Look through the data and write out every line with the word "white" in it.

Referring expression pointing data
• • • • •

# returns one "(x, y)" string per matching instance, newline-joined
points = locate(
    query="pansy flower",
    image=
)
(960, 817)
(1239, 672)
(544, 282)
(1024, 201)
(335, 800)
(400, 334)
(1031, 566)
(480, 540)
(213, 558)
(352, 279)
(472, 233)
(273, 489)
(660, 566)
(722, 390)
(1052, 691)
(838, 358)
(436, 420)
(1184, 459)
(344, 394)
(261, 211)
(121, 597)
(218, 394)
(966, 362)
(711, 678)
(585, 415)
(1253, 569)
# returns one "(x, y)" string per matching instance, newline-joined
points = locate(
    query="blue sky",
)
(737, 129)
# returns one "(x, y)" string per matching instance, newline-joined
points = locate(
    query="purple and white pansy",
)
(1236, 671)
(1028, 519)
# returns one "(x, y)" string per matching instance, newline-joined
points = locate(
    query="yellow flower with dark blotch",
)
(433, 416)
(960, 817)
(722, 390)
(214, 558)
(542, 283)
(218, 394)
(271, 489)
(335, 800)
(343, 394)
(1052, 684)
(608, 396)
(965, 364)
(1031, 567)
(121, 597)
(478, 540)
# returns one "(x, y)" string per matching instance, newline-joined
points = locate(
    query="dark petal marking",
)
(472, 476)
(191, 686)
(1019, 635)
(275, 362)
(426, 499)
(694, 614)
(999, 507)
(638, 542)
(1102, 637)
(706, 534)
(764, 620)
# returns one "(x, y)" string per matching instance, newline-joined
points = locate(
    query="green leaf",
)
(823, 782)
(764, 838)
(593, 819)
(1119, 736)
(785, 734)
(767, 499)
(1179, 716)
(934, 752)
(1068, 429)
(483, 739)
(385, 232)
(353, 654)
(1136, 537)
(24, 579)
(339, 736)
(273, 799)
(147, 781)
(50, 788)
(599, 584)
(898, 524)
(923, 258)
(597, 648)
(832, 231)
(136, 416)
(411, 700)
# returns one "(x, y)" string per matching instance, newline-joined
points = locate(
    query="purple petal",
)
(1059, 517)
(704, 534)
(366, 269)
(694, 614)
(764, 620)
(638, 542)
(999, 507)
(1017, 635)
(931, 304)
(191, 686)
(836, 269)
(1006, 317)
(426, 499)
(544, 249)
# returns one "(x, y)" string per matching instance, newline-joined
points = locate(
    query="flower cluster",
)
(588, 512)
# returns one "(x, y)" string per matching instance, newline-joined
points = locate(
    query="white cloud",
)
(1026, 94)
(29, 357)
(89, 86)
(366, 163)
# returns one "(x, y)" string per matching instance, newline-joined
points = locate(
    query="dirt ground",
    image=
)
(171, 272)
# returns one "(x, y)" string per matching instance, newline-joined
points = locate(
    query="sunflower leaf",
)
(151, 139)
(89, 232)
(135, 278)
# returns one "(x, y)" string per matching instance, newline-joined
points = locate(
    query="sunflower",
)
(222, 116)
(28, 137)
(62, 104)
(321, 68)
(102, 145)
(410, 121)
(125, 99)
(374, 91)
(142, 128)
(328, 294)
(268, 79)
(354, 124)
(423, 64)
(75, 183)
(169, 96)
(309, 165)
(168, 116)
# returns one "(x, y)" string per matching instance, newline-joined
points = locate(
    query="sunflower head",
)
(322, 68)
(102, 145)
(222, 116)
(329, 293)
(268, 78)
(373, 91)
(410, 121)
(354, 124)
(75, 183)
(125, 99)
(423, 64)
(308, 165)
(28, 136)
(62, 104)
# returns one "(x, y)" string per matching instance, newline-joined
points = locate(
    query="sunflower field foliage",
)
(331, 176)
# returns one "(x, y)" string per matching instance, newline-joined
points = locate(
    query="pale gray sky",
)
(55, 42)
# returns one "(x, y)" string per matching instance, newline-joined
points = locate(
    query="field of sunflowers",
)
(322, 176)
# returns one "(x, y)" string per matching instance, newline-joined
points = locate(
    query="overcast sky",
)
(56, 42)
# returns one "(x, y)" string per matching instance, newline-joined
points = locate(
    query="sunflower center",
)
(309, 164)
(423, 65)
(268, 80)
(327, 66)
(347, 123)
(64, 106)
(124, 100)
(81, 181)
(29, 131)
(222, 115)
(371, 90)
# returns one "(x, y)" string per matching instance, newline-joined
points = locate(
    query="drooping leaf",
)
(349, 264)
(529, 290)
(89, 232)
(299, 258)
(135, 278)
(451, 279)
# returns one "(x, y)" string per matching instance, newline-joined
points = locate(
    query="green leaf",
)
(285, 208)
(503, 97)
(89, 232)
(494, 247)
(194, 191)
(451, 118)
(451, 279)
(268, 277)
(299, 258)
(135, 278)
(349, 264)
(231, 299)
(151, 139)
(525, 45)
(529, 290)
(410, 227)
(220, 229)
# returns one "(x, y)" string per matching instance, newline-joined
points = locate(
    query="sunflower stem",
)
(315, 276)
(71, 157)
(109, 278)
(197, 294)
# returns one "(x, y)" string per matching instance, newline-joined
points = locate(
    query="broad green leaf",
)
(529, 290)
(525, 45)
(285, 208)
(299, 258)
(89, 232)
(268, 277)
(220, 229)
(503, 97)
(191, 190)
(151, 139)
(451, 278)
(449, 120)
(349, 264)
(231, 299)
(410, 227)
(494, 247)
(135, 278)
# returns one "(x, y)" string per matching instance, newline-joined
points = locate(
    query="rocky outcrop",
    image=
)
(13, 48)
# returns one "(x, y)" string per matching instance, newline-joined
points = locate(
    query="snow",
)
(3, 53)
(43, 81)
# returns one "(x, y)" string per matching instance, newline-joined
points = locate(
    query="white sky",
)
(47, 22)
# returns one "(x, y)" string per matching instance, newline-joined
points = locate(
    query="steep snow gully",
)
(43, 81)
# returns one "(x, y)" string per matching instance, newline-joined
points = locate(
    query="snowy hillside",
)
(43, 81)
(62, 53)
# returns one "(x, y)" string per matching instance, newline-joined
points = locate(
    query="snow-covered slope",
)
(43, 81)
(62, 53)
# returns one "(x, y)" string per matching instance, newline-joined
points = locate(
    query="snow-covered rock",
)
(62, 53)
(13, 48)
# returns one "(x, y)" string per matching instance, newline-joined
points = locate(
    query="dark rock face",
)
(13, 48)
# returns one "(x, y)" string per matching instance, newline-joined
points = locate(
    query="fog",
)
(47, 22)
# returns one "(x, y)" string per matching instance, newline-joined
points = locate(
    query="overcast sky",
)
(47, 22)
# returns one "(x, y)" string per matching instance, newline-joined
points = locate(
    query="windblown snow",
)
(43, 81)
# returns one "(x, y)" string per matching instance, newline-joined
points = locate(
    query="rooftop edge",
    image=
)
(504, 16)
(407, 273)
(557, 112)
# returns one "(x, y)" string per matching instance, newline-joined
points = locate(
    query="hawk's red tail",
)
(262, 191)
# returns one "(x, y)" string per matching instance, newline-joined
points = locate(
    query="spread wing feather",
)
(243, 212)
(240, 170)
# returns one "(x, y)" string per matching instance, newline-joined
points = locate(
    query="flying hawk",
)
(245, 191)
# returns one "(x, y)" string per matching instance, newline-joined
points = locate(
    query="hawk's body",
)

• • • • •

Written answer
    query="purple and white pansy",
    query="white cloud",
    query="white sky",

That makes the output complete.